**Data supplied**
- - -

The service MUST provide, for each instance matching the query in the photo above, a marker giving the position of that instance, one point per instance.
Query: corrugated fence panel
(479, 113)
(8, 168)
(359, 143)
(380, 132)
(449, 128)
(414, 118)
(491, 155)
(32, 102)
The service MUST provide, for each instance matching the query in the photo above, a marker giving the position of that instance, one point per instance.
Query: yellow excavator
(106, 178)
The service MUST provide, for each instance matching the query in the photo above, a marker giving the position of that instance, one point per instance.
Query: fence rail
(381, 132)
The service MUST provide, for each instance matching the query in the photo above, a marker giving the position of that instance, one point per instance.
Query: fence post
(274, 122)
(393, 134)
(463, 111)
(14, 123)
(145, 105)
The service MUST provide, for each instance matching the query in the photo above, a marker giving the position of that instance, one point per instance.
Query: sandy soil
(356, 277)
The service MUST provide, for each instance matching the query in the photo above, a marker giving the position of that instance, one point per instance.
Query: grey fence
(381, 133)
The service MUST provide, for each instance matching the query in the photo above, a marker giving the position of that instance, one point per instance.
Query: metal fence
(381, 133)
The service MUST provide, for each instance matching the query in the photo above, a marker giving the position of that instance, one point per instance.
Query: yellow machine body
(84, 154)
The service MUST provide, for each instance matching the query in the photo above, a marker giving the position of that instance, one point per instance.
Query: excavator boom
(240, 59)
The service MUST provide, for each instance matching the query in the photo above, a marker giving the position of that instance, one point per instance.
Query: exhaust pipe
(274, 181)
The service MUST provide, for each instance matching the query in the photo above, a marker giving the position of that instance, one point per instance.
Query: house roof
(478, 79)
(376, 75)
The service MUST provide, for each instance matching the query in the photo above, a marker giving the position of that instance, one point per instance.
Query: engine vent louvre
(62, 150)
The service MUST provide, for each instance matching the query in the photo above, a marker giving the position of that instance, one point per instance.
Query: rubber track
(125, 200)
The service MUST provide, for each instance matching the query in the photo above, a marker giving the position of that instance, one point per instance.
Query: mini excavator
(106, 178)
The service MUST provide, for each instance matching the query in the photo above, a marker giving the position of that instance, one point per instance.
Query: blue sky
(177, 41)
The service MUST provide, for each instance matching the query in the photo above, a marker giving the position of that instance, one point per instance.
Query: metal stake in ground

- - -

**Task instructions**
Write the whole listing out again exactly.

**Final answer**
The service MUST provide, for each instance matching the query in the photo above, a marker giving the position of that instance, one point per instance.
Query: corrugated fence panel
(479, 113)
(8, 168)
(359, 143)
(380, 132)
(449, 128)
(414, 118)
(491, 155)
(32, 102)
The service MUST provide, for each instance matching the query in the photo above, a marker giving the position of that instance, one point per instance.
Query: yellow excavator
(106, 178)
The service MUST provide, for each instance matching the query in the photo above, a marker giving the position of that instance, one point per instance.
Query: fence rail
(381, 132)
The service MUST provide, for each instance matching the query in the photo above, a marker giving the position of that instance, one point per instance.
Query: fence post
(274, 122)
(393, 134)
(463, 111)
(14, 123)
(145, 105)
The service MUST provide, for each instance matching the query in the photo above, a marker giving the position of that instance, one point per instance.
Query: sandy soil
(356, 277)
The service MUST provide, for each instance matching the query in the photo above, a marker giving the position of that instance, one point per instance.
Query: grey fence
(381, 133)
The service MUST provide, for each instance matching the query in the photo above, a marker giving the position of that instance, one point per instance.
Query: metal fence
(381, 133)
The service MUST provide, for each instance matching the query in the photo above, a marker giving the position of that instance, one point per instance.
Query: yellow machine body
(84, 154)
The service MUST provide, for each instance matching the query in the photo above, a marker giving the position of that instance, one point per instance.
Query: excavator boom
(240, 59)
The service MUST provide, for each instance matching the query in the photo above, a marker giving the position of that instance, one point per instance.
Query: exhaust pipe
(274, 181)
The service MUST provide, for each instance matching the query in the photo above, a marker giving the position of that instance, one point per instance.
Query: house roof
(478, 79)
(376, 75)
The service MUST provide, for each instance matching the query in the photo above, a marker giving the position of that instance, one point per instance.
Query: engine vent louvre
(62, 150)
The service MUST provide, for each instance matching the query in the photo above, a marker giving the position of that instance, one point per instance.
Query: rubber track
(125, 200)
The service MUST provide, for each instance matching the query in the photo above, a marker giving the position of that instance, one point per instance.
Query: mini excavator
(106, 178)
The service MUST provide, for each instance matching the query in the photo above, a marker giving the position of that instance, one point per instance.
Query: blue sky
(177, 41)
The service MUST provide, for each instance matching the query in the photo above, a marker giving the position of that instance, one point per instance.
Query: metal stake in ground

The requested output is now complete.